**TASK DETAILS:** Give back the line containing "[pin] white knee brace -- one per line" along with every line after it, exactly, until the entries end.

(Stored entries)

_ _ _

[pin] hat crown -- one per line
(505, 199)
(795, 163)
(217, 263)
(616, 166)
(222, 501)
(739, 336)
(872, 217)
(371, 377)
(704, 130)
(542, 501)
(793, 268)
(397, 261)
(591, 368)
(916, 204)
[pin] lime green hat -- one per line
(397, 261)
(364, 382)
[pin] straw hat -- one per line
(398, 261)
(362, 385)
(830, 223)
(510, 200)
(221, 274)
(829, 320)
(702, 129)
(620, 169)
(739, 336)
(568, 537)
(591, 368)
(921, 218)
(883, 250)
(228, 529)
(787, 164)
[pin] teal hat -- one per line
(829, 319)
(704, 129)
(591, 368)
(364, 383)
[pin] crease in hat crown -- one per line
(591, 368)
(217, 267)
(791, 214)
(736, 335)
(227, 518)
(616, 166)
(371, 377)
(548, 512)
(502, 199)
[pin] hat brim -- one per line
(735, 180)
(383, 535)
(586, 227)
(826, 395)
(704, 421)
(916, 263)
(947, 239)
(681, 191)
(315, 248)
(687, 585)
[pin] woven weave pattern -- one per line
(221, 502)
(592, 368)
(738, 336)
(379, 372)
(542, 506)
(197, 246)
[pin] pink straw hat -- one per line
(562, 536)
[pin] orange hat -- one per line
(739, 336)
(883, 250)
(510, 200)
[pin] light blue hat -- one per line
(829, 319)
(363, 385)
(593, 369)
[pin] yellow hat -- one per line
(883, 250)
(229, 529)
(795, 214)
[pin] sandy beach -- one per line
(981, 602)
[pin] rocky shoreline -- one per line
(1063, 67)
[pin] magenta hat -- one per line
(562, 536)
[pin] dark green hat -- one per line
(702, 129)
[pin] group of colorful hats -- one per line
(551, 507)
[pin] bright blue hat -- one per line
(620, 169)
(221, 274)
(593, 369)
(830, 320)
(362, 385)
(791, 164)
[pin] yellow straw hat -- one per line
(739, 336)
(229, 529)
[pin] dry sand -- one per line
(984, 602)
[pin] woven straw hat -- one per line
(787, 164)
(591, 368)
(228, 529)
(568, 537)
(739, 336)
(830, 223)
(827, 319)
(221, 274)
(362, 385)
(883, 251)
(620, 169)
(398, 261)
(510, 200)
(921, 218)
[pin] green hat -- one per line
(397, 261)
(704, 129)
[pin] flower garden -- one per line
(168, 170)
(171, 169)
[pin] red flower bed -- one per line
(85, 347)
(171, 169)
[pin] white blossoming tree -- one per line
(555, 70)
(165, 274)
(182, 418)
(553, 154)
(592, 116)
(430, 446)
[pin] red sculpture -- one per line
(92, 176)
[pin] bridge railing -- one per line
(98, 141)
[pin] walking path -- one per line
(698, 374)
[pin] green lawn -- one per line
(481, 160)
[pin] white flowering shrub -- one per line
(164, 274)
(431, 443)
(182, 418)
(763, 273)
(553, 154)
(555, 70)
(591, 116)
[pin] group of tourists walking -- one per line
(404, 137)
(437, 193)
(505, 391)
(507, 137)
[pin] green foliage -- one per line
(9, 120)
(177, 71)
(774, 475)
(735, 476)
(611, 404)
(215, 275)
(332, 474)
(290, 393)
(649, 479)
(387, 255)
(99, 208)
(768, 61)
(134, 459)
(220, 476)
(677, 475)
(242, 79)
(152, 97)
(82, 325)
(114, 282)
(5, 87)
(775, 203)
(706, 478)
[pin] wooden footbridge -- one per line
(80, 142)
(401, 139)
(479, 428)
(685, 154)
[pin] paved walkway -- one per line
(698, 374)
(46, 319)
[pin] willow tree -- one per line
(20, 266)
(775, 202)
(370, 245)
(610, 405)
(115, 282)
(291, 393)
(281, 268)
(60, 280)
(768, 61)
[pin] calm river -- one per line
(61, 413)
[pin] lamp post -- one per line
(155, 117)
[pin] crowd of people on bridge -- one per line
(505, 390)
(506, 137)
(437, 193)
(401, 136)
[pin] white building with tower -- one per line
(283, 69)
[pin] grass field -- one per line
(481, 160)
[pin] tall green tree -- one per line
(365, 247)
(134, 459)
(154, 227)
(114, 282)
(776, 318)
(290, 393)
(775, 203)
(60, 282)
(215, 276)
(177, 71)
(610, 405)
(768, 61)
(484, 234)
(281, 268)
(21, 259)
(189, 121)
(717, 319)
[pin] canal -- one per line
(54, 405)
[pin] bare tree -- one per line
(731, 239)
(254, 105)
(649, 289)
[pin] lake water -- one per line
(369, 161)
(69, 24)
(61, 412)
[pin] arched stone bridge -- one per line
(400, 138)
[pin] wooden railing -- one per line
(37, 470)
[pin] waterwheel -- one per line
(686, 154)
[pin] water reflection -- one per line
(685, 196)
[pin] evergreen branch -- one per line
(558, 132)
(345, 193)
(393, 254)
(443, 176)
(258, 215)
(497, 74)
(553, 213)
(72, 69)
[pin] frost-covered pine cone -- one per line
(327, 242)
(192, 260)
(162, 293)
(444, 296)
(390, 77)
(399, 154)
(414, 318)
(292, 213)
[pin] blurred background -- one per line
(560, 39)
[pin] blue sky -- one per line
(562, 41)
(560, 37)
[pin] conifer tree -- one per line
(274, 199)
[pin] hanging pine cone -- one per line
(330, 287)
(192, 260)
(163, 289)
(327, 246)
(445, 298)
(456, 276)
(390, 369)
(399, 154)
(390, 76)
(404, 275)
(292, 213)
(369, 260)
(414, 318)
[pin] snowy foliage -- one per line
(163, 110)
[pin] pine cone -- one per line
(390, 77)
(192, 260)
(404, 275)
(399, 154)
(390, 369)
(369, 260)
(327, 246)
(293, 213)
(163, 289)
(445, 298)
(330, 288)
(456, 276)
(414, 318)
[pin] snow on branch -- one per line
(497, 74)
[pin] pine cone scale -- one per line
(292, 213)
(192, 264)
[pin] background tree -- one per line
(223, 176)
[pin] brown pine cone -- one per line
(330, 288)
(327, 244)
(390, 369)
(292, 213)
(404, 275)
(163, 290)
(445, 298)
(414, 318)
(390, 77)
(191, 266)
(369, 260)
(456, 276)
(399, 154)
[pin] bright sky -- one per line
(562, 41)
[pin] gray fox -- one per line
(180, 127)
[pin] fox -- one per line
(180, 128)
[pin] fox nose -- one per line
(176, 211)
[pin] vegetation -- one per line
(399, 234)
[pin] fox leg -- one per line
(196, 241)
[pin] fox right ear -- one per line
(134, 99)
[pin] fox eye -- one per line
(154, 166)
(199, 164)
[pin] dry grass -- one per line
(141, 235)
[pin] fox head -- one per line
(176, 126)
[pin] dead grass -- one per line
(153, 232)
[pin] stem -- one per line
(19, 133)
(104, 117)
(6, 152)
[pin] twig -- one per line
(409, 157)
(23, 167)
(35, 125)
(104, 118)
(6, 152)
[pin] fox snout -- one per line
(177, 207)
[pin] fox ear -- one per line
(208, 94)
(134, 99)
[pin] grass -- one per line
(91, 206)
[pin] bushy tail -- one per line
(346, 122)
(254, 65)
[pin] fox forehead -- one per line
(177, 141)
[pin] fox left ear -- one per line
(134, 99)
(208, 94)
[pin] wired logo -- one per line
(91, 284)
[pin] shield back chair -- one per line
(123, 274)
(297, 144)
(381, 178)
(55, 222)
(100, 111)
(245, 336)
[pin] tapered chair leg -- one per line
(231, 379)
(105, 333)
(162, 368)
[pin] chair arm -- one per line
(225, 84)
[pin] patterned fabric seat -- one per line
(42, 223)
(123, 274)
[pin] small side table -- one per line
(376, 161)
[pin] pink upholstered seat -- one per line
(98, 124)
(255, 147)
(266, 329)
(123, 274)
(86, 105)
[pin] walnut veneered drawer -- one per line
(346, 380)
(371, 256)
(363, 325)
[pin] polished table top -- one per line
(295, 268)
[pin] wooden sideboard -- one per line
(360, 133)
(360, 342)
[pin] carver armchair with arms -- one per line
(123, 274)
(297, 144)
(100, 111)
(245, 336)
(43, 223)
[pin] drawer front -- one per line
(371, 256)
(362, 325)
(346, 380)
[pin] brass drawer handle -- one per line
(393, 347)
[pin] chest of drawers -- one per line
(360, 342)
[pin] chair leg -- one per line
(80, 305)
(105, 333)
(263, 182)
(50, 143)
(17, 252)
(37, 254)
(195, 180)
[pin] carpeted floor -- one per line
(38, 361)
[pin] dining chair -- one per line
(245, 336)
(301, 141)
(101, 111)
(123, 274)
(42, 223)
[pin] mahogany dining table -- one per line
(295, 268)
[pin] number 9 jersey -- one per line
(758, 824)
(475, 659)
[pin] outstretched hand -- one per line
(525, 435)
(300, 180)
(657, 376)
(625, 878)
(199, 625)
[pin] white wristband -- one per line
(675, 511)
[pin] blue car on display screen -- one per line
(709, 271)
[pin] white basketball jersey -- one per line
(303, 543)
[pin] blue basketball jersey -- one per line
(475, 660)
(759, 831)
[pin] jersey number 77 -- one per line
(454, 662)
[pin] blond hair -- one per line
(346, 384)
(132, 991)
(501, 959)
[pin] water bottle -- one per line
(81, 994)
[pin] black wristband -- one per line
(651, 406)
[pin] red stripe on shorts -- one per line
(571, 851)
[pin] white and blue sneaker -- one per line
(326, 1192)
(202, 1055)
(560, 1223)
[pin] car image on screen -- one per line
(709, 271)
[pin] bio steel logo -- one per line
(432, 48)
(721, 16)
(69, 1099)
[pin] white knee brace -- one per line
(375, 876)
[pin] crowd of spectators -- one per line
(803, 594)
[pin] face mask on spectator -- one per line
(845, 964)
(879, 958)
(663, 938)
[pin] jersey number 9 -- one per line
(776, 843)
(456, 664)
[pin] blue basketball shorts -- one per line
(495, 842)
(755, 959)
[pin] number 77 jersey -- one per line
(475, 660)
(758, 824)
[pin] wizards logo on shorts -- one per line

_ _ _

**RESPONSE:**
[pin] white knee brace -- one per line
(375, 876)
[pin] crowd of spectators -- one per line
(803, 594)
[pin] face mask on spectator -- one per line
(845, 964)
(879, 958)
(663, 938)
[pin] jersey number 9 -- one per line
(776, 843)
(456, 664)
[pin] blue basketball shorts -- one per line
(495, 842)
(755, 959)
[pin] number 77 jersey -- one per line
(475, 660)
(758, 824)
[pin] wizards logo on shorts -- one per line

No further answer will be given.